Page extract:
┌──

The NRC's assessment reached the same conclusion as Stein, with staff concurring that finding a solution to prevent sleeve movement under high temperatures is not important enough to delay the restart timeline.
From Detroit, activist Jesse Deer in Water, a member of the Michigan Environmental Justice Coalition, advocates for tribal rights and belongs to the Cherokee Nation of Oklahoma. Radioactive waste is the crux of his worries about the plant reopening.
'Not only is it making the people sick, it's making the land sick too,' he said about the effects of Palisades and its locally stored radioactive waste.
A 2013 non-peer-reviewed report by Joseph Mangano, who heads a New York-based nonprofit dedicated to studying how radioactivity affects public health, found that the 'death rate for all cancers combined' in Van Buren County, where Palisades is located, 'was 10.5% below the Michigan rate in the 1970s, but is now 12.0% above the state.'
But the NRC's environmental assessment found that thyroid cancer rates in Van Buren County were consistently below the state average from 2001 to 2020.
'There are no studies to date that definitively demonstrate a correlation between radiation dose from nuclear power facilities and cancer incidence in the general public,' the assessment said.
Environmental activists are also fearful of the new small modular reactors (SMRs) Holtec plans to build and test at the Palisades plant. Deer in Water is frustrated about local residents having to serve as 'guinea pigs.'
SMRs are small reactors designed to be factory-assembled. Supporters argue SMRs are inherently safer due to their size and recent advancements in passive nuclear safety features, but none have been built commercially in North America.
'They needed to do more to engage the Indigenous communities,' Deer in Water said.
According to Deer in Water, there are burial sites and sacred sites on the Palisades land. He considers the possible consequences of restarting the plant's operations to be 'tragic,' claiming the Indigenous community has deep cultural ties to the land.
An archaeological survey conducted last year and commissioned by Holtec found no burial places, but three archaeological sites were unearthed: a 20th century building and a temporary tool-making camp and an isolated tool fragment from pre-Columbian American Indians.
Can other shuttered plants return?
With Palisades remaining on schedule for a restart this fall and nuclear power enjoying a moment of popular approval and high investment, many in the private and public sectors are eyeing other potential nuclear restarts — but opportunities for short turnarounds are scarce.
'It really comes down to the state of the mothballing that's done in the decommissioning work,' said Brian Wirth, head of the University of Tennessee's Department of Nuclear Engineering. 'The moment you make any significant penetrations in the pressure vessel, you're done, because that's the one component that you can't replace easily.'
Once the pressure vessel is penetrated, operators have little to no financial savings from a restart over constructing a new reactor.
Stein said that leaves Pennsylvania's Three Mile Island and Iowa's Duane Arnold as the two near-term restart contenders.
'Indian Point [Energy Center in New York], within a year of shutting down, they cut a gigantic hole in the side of the container. That would be very expensive to repair. Whereas Three-Mile Island was a safe store. It was kept essentially packed and monitored for issues for a long period of time,' Stein said.
Adding to the prospects for Three Mile Island, which was recently rebranded as the Crane Clean Energy Center, is the financial backing of Microsoft. In September, the tech giant signed a 20-year power supply agreement with operator Constellation Energy.
Soon, Three Mile Island, Duane Arnold, and other closed plants will have a model to follow.
'[Palisades] will set the precedent across the globe for restarting old-aged, shut-down reactors,' said Deer in Water.

└──

Given information:

┌──

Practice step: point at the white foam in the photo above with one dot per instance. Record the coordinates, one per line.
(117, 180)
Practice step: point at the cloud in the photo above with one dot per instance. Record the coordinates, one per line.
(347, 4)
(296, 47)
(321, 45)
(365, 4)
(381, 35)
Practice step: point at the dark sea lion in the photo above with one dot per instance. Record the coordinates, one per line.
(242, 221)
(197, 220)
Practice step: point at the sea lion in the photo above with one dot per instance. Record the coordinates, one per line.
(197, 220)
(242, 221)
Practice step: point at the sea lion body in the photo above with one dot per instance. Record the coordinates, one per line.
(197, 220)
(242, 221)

└──

Things to do:
1. According to the article on the Palisades restart, which company signed a 20-year power supply agreement with Constellation Energy?
2. List every nuclear plant named in the article on the Palisades restart.
3. In the article on the Palisades restart, duplicate the passage starting at "Can other shuttered" and ending at "a new reactor.".
The records are not needed for this work.

Task-by-task results:
1. Microsoft

2.
- Palisades
- Three Mile Island (rebranded as the Crane Clean Energy Center)
- Duane Arnold
- Indian Point Energy Center

3.
Can other shuttered plants return?
With Palisades remaining on schedule for a restart this fall and nuclear power enjoying a moment of popular approval and high investment, many in the private and public sectors are eyeing other potential nuclear restarts — but opportunities for short turnarounds are scarce.
'It really comes down to the state of the mothballing that's done in the decommissioning work,' said Brian Wirth, head of the University of Tennessee's Department of Nuclear Engineering. 'The moment you make any significant penetrations in the pressure vessel, you're done, because that's the one component that you can't replace easily.'
Once the pressure vessel is penetrated, operators have little to no financial savings from a restart over constructing a new reactor.